What you return should match every record exactly, with the images removed.

═══ DATA IN THIS EXERCISE ═══

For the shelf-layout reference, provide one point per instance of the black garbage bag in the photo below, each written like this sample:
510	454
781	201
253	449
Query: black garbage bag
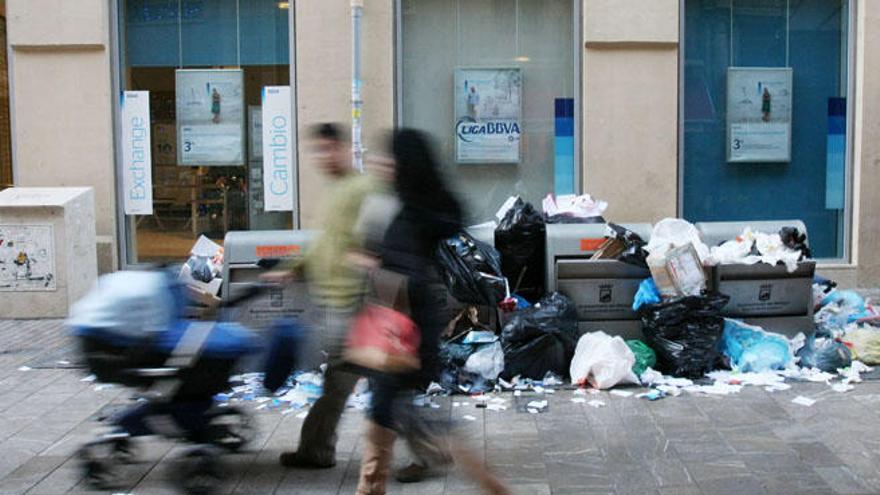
684	332
634	251
454	354
827	354
519	238
540	338
794	239
287	340
471	270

═══

* [EXERCISE SOLUTION]:
For the shelf-layout reference, provide one point per instance of the black garbage bag in the photo below, each written like this sample:
510	454
781	201
253	449
Query: black garbage bag
684	332
634	251
454	354
827	354
519	238
540	338
794	239
287	340
471	270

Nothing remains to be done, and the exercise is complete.